INSTRUCTIONS TO FOLLOW: Copy the whole listing below word for word, and leave the pictures out of your copy.

RECORDS TO PROCESS:
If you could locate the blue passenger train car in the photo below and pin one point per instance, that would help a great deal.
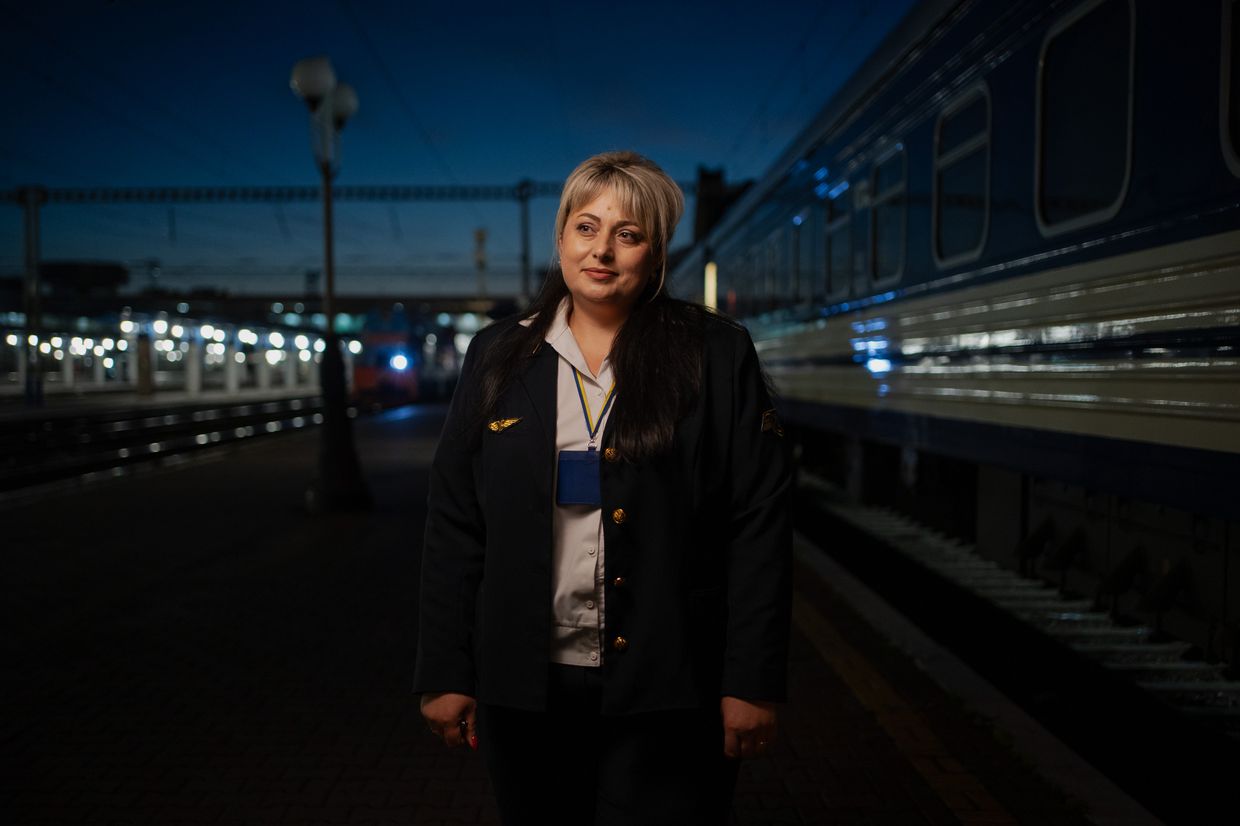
(997, 283)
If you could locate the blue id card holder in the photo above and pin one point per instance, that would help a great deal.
(578, 478)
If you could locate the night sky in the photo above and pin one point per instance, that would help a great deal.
(159, 92)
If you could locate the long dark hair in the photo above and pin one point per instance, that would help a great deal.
(656, 357)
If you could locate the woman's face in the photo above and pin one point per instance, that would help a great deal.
(605, 257)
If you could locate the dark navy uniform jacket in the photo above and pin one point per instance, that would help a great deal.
(698, 546)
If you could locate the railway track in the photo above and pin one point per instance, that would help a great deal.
(62, 447)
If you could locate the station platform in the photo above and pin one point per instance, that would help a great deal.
(187, 645)
(96, 401)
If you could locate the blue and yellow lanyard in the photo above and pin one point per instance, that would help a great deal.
(592, 424)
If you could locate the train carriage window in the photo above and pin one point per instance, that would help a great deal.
(1229, 120)
(887, 217)
(838, 239)
(1085, 117)
(961, 181)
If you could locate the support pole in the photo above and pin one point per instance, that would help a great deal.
(340, 484)
(525, 190)
(31, 199)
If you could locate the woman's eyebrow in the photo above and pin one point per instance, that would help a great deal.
(598, 220)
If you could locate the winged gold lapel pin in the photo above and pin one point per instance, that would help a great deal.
(502, 424)
(770, 422)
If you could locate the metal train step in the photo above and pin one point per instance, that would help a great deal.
(1193, 687)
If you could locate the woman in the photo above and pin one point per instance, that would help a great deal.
(605, 586)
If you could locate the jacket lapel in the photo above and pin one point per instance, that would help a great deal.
(538, 382)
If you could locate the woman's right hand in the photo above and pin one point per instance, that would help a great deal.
(451, 718)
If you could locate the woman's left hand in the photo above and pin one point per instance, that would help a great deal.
(748, 727)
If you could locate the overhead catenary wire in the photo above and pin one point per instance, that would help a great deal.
(861, 10)
(396, 92)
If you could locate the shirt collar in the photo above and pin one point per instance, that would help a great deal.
(561, 337)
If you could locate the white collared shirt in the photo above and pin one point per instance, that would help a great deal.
(577, 530)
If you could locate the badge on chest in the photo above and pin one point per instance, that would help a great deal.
(578, 470)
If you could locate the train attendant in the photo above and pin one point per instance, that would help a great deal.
(605, 581)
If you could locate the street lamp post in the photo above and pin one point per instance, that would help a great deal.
(340, 484)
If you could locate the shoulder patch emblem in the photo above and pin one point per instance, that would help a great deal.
(770, 422)
(501, 424)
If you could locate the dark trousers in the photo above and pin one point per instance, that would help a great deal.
(573, 765)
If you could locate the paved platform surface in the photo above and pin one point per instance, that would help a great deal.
(190, 646)
(94, 399)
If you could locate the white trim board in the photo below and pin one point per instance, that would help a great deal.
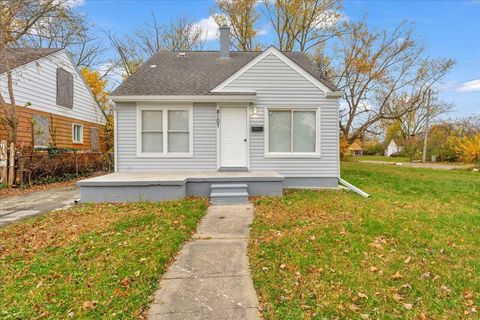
(281, 56)
(194, 98)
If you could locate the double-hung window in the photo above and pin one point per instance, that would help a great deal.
(165, 131)
(292, 132)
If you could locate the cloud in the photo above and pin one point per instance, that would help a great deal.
(469, 86)
(263, 31)
(209, 28)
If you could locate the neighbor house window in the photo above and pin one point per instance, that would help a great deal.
(165, 131)
(64, 88)
(77, 133)
(292, 131)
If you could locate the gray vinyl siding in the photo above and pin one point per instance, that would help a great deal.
(204, 142)
(277, 84)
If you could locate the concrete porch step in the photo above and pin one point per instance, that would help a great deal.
(229, 193)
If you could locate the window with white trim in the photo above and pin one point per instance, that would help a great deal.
(292, 131)
(77, 133)
(165, 131)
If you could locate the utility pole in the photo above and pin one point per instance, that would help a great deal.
(427, 123)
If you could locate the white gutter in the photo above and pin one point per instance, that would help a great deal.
(194, 98)
(334, 94)
(353, 188)
(115, 140)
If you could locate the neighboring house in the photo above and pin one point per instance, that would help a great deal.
(264, 120)
(54, 104)
(394, 147)
(355, 150)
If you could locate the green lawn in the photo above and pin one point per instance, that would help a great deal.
(381, 158)
(92, 261)
(412, 251)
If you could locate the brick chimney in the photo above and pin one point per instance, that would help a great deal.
(224, 42)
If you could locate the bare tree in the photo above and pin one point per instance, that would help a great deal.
(69, 30)
(182, 34)
(17, 19)
(241, 16)
(303, 24)
(414, 122)
(376, 70)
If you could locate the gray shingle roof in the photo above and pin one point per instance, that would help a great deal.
(196, 73)
(19, 57)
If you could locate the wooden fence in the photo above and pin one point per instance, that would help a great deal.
(17, 168)
(7, 163)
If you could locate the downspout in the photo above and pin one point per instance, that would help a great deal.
(353, 188)
(340, 180)
(115, 139)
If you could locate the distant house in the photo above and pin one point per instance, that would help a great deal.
(355, 150)
(393, 148)
(54, 104)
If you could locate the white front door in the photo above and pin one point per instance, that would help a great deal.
(233, 137)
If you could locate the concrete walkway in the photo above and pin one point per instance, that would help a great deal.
(418, 165)
(210, 278)
(35, 203)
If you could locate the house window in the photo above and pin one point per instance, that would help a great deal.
(292, 131)
(165, 131)
(64, 88)
(77, 133)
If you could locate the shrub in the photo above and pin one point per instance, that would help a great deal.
(55, 165)
(468, 148)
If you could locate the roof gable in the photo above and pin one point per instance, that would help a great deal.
(18, 57)
(323, 85)
(198, 72)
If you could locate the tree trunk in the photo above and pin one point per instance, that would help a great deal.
(11, 115)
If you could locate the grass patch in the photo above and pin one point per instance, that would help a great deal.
(381, 158)
(412, 251)
(91, 261)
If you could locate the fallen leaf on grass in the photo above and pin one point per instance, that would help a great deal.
(89, 304)
(408, 306)
(467, 294)
(362, 295)
(397, 297)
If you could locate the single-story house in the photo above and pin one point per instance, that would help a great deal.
(355, 149)
(54, 104)
(221, 124)
(393, 148)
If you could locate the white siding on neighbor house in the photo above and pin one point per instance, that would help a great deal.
(36, 83)
(204, 142)
(278, 85)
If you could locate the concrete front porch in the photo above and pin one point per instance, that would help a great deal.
(158, 186)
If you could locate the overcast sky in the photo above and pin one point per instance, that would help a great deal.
(448, 29)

ANSWER IN FULL:
If you could locate the blue passenger train car in the photo below and pin one point per instance, that would help a great deal.
(997, 283)
If you could locate the blue id card holder in the photo above and pin one point per instance, that would help a great deal.
(578, 478)
If you could locate the night sky in the photo above and pin one point per instance, that would help a great deal.
(159, 92)
If you could locate the long dark hair in the photo above and pin one point per instance, that would help a great deal.
(656, 357)
If you could locate the woman's face in the photo above and pin one point per instance, that would help a great deal.
(605, 257)
If you could locate the dark navy uniform jacket in the photo above and pin one point per instance, that would help a great deal.
(698, 546)
If you could locate the railway track in the photo above and pin one point per instance, that would help a great deal.
(62, 447)
If you could locate the station platform in the photo above and pin one point per instance, that would help a great deal.
(187, 645)
(96, 401)
If you could locate the blue and yellow lanyard in the photo above and pin one point per instance, that would help a great deal.
(592, 424)
If you could locate the train carriage window in the photo above and pin one point per instance, that would help a great deal.
(1229, 120)
(887, 217)
(838, 239)
(1085, 117)
(961, 181)
If you could locate the support pole in the photo above and pin one point per instance, that would help a great deal.
(340, 484)
(525, 190)
(31, 199)
If you could locate the woman's eyebrow in the photo above and pin one point per instance, that would help a great deal.
(598, 220)
If you could locate the winged gold lapel pin in the photo above and pin one point per instance, that would help a great deal.
(502, 424)
(770, 422)
If you could locate the metal train step in the photo above and pin one point per instance, that would help a great deal.
(1193, 687)
If you could locate the woman in the photo above and pin one point per instance, that would help a great deal.
(605, 586)
If you could locate the jacket lapel in the photo above and pin one point per instance, that would help a great deal.
(538, 382)
If you could locate the woman's right hand in the photo above and pin one point per instance, that would help a great deal.
(451, 718)
If you could locate the woman's left hand in the photo above and pin one point per instance, that would help a great deal.
(748, 727)
If you could locate the overhead catenary wire in the photo above and pin one point per instance, that would help a great deal.
(861, 10)
(396, 92)
If you could locate the shirt collar in the photo above and pin one point per instance, that would help a great deal.
(561, 337)
If you could locate the white collared shirt in the photo above and pin one point per instance, that would help a great deal.
(577, 530)
If you could locate the badge on chest in the photo above and pin one point per instance, that would help a great deal.
(578, 470)
If you could locate the train attendant in the photo above and pin one point per instance, that would help a great deal.
(605, 581)
If you could locate the street lamp post in the photo above and pin one point per instance, that would help a great deal.
(340, 484)
If you could locate the shoulder patch emblem in the photo above and pin one point per instance, that would help a great deal.
(770, 422)
(501, 424)
If you could locate the dark trousers in the photo above and pin one point per instance, that would help a great deal.
(573, 765)
If you could locate the paved platform surface in the photo above and pin one point per instance, that would help a great deal.
(190, 646)
(94, 399)
If you could locate the white trim board in the photo below and pin one point per instance, that would help a great deal.
(281, 56)
(194, 98)
If you could locate the double-hung window in the photo above and pin one point per instance, that would help a great deal.
(165, 131)
(292, 132)
If you could locate the cloud in the photo above and pin one point per instance, that would help a great deal.
(469, 86)
(263, 31)
(209, 28)
If you could locate the neighbor house window in the photo above and pin one point per instance, that would help a great deal.
(165, 131)
(64, 88)
(77, 133)
(292, 131)
If you could locate the gray vinyl siding in the photo above and pin one point per instance, that would help a great deal.
(204, 142)
(277, 84)
If you could locate the concrete porch step in the photo above and pin one point per instance, that would help a great deal.
(229, 193)
If you could locate the window with white trim in the photo above and pin one point per instance, that would help a great deal.
(292, 131)
(77, 133)
(165, 131)
If you could locate the utility pole in the photo above and pin one point per instance, that would help a great deal.
(427, 123)
If you could locate the white gutter in the photo above and pin one point per instance, that would help a great deal.
(194, 98)
(334, 94)
(353, 188)
(115, 140)
If you could locate the neighboring house in the photo above and pin one point per instance, that would help a great deal.
(264, 120)
(54, 104)
(394, 147)
(355, 150)
If you could locate the green lawn in the photo above and pin one point per instance, that would help a great deal.
(381, 158)
(92, 261)
(412, 251)
If you could locate the brick chimney in the photo above and pin one point per instance, that would help a great deal.
(224, 42)
If you could locate the bare tree in the photo above and pin one point per instance, that would help a great deal.
(69, 30)
(182, 34)
(17, 19)
(241, 16)
(303, 24)
(414, 122)
(376, 70)
If you could locate the gray shingle roof in the photo above and pin one point per instance, that would help a great deal.
(196, 73)
(19, 57)
If you could locate the wooden fence in the photo above and pin one point per instance, that would help a great deal.
(17, 168)
(7, 163)
If you could locate the downspout in the photo above and pin one point per instance, that would help a great deal.
(353, 188)
(340, 180)
(115, 139)
If you could locate the distant house in the photo above and pin one point per instance, that would help a great deal.
(355, 150)
(393, 148)
(54, 104)
If you could locate the white front door in the photo above and pin one point per instance, that would help a great deal.
(233, 137)
If you could locate the concrete walkway in the photo above and pin one point per instance, that would help a great deal.
(418, 165)
(210, 278)
(35, 203)
If you could locate the house window in the photo above and pin one point per instance, that would help a great deal.
(292, 131)
(165, 131)
(64, 88)
(77, 133)
If you could locate the shrub in the photo above and pin one point per instance, that would help a great deal.
(55, 165)
(468, 148)
If you could locate the roof gable in the photo above and pin one point per instance, that would help a great deal.
(18, 57)
(323, 85)
(198, 72)
If you could locate the tree trunk in the photo above and pin one point per instance, that would help a great deal.
(11, 115)
If you could locate the grass patch in the photo above and pin one point per instance, that would help a great deal.
(381, 158)
(412, 251)
(91, 261)
If you could locate the fallen leaf on grass in the photo above and pin one point per instance, that would help a great deal.
(89, 304)
(408, 306)
(467, 294)
(362, 295)
(397, 297)
If you could locate the single-story house in the photo above and pin one point per instance, that would help a great deal.
(355, 149)
(54, 104)
(221, 124)
(393, 148)
If you could locate the white siding on neighbor house in the photo above and pin one point per instance, that would help a great deal.
(36, 83)
(204, 142)
(278, 85)
If you could locate the concrete front porch in the photo above and pin one point per instance, that would help a great deal.
(158, 186)
If you could locate the overcast sky in the photo above and pin one point per instance, that would help a great deal.
(448, 29)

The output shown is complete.